Task description - Reproduce the passage of the book review from "Beth Walsh, the" to "in wet cement?", word for word.

Truths I Never Told You REVIEW
In Kelly Rimmer’s novel Truths I Never Told You, three generations of mothers can be seen struggling with some hereditary difficulty with post-partum depression. Through the use of story, the novel explores the manifestations of this debilitating experience and clarifies the difference between what it means to be “tired” at the onset of a new caregiving responsibility and what it means to really have a chemical/hormonal affliction. The novel also explores the role that men, medication, and mercy can play in dealing with the challenges. Perhaps more than anything, the novel explores the dangerous game we all play when we keep secrets too long.
Beth Walsh, the main character, and her husband, Hunter, have long wanted a child. When they finally get pregnant and Beth gives birth to her son Noah, she comes to believe that there is something wrong with her as she struggles to deal with an overwhelming sense of failure, fatigue, and frustration. Why doesn’t motherhood come naturally, she wonders? Why does it feel like she is doing everything in wet cement?
When Beth’s father has to be relocated to a memory care unit, Beth begins the process of cleaning out his attic and in that process, she discovers some letter left by a Beth’s mother, a woman she thinks died in a car accident when she was an infant. She is about to discover that this was not the case. Grace’s mother died in another way and as the story unfolds, we are allowed a glimpse into the life of Grace’s mother and how she had to deal with the same affliction Beth has, but in a world before she had the same choices that Beth has. In telling the story of Grace, we are also introduced to Grace’s mother, another woman from an even earlier period who delt with the scourge of post-partum depression herself. All of these characters saw their condition as a flaw in their own characters and try their best to conceal their experiences from their communities of care lest they be judged as somehow “unfit” mothers.

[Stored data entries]

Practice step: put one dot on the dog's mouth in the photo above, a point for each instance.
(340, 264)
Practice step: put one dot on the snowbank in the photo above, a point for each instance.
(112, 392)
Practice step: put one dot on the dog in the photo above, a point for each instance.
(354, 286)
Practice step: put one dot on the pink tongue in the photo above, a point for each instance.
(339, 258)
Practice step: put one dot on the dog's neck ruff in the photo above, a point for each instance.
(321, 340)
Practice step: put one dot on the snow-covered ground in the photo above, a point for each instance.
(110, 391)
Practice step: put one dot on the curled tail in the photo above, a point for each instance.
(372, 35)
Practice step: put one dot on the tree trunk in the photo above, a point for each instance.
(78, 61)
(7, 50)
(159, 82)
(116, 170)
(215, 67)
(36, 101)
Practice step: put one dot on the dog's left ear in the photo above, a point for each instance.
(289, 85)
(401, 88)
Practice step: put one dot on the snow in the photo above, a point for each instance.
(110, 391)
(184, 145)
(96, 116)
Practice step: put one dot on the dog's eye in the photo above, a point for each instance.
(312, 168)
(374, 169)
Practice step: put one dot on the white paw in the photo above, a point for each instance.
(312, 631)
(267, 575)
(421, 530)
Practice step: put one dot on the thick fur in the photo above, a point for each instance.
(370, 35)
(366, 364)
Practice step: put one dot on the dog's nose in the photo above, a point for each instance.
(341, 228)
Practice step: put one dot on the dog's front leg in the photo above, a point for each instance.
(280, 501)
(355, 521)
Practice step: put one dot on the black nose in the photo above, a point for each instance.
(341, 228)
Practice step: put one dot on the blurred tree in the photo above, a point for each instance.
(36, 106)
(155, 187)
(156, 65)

Answer section -
Beth Walsh, the main character, and her husband, Hunter, have long wanted a child. When they finally get pregnant and Beth gives birth to her son Noah, she comes to believe that there is something wrong with her as she struggles to deal with an overwhelming sense of failure, fatigue, and frustration. Why doesn’t motherhood come naturally, she wonders? Why does it feel like she is doing everything in wet cement?